◆ **Excerpted text**:
>>>
Virus-based guide RNA delivery facilitates multiplexed gene and promoter editing in wheat

Authors: WANG, WEI - Kansas State University; YU, ZITONG - Kansas State University; HE, FEI - Kansas State University; Bai, Guihua; TRICK, HAROLD - Kansas State University; AKHUNOVA, ALINA - Kansas State University; AKHUNOV, EDUARD - Kansas State University

Submitted to: bioRxiv
Publication Type: Pre-print Publication
Publication Acceptance Date: 4/6/2022
Publication Date: N/A
Citation: N/A
DOI: https://doi.org/10.1101/2022.04.06.484365

Interpretive Summary: Gene editing using CRISPR technologies is an emerging technique with broad applications to all of biological science. In wheat, the usefulness of gene editing has been hindered because only a few lines are easy to edit. To break this limitation on wheat gene editing, we used the barley stripe mosaic virus (BSMV) for delivering guide RNA to perform gene editing. We showed that the performance of the BSMV system strongly depended on the particular guide RNAs. We showed that multiple genes could be edited simultaneously, but the efficiency decreased as the number of targets increased. The strategies presented in our study open the possibilities for the effective engineering of the wheat genome and accelerating gene discovery and trait improvement efforts.
<<<
[Stored data entries]
>>>
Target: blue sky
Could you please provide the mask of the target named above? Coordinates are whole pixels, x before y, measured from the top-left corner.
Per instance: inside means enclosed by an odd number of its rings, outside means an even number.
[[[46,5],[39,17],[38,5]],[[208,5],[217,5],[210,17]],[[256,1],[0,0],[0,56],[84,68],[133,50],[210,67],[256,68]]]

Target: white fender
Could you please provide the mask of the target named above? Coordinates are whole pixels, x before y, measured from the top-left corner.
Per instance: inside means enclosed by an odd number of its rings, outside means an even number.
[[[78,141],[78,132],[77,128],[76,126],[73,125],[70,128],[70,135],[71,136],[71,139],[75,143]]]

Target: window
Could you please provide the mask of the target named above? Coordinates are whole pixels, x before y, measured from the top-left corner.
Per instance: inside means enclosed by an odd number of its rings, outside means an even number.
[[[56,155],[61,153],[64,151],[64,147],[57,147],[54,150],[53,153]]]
<<<
◆ **Work to be completed**: In the wheat gene-editing summary, which virus was used to deliver guide RNA?

◆ **Response for this exercise**: Barley stripe mosaic virus (BSMV)